SELECTED EXCERPT:
** Start **

# diesel ryder



## jibba069 (Jun 19, 2008)

Alright so I got 3 females and one male. Three females are in with my early girl all flowering. I know Should be running 18/6 or 20/4 with the auto flower but. should I sacrifice one of my females and put here n the room with the male. Female is about 16" and male is over 20" tall. Both are bushy and healthy. Also how long to wait before putting here back unde the 400 hps? thanks and any help is app.


----------



## Mutt (Jun 19, 2008)

What exactly are you wanting to do?
Low Ryder is tricky to get the auto-flower trait in successive generations from what I read...as each generation goes the chances of auto-flower drastically decrease. crossing with other strains and getting the autoflower even harder. (from what I have read). I myself leave the ruderalis to the peeps that need that super short flowering time.


----------



## jibba069 (Jun 19, 2008)

I just wanna get more seed out of the same diesel ryders. Trying to cross them is even harder. I don't wanna have to order more of the thats all.


----------



## Timmyjg6 (Jun 19, 2008)

Just place your male in a separate room and pollinate a few bud sites so you don't sacrifice all your bud.. A male can live in really poor conditions with no prob.. I threw mine in a little storage shed under a couple 42W cfls.. And just give enough nuts to keep living...


----------



## jibba069 (Jun 19, 2008)

thanks. I got a 150 watt compact flouro oer the male I will just pollinate the one female and drie him for hash. How long before I can stick her back under the 400 hps? with no worries of hurting the other ladyies...


----------

** End **

REQUIREMENTS:
• 1. Reproduce verbatim the passage of the diesel ryder thread that begins with the words containing "## Mutt (Jun" and ends with "short flowering time.".
• 2. Gather every line of the records that contains the string "pebble".

DATASET ENTRIES:
** Start **

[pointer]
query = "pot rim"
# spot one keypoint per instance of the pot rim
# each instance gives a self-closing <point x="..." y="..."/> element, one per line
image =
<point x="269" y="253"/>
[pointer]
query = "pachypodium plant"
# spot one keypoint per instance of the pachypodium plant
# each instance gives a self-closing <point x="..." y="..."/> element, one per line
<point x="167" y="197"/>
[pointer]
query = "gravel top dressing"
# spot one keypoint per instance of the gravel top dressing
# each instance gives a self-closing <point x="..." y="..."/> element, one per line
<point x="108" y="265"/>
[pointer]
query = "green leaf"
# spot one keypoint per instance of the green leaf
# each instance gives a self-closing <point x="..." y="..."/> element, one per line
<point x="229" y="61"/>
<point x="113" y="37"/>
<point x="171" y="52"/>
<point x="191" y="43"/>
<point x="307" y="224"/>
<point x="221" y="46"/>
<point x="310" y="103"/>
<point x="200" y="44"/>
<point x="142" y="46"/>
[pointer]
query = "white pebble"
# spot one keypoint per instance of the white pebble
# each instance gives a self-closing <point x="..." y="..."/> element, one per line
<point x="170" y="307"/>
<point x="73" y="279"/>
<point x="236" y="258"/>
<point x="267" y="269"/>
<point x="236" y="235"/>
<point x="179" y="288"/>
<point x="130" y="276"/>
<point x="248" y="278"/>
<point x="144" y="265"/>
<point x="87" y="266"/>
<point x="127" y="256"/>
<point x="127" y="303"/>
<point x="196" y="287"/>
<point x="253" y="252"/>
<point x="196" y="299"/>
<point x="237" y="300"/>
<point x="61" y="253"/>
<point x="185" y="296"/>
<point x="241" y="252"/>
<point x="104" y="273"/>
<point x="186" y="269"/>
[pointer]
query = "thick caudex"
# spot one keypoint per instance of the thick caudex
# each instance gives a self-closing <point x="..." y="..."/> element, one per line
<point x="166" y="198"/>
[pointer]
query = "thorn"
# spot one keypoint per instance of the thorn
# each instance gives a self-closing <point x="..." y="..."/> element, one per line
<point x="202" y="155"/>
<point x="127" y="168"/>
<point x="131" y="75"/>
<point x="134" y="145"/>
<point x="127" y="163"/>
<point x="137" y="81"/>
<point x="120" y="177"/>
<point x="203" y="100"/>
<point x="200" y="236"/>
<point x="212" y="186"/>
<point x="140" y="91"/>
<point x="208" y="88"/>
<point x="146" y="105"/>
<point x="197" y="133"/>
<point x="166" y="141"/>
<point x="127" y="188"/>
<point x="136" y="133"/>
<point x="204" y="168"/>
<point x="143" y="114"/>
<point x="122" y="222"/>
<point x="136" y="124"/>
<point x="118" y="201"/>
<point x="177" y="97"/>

** End **

SOLUTIONS FOR EACH TASK:
• 1.
## Mutt (Jun 19, 2008)

What exactly are you wanting to do?
Low Ryder is tricky to get the auto-flower trait in successive generations from what I read...as each generation goes the chances of auto-flower drastically decrease. crossing with other strains and getting the autoflower even harder. (from what I have read). I myself leave the ruderalis to the peeps that need that super short flowering time.

• 2.
query = "white pebble"
# spot one keypoint per instance of the white pebble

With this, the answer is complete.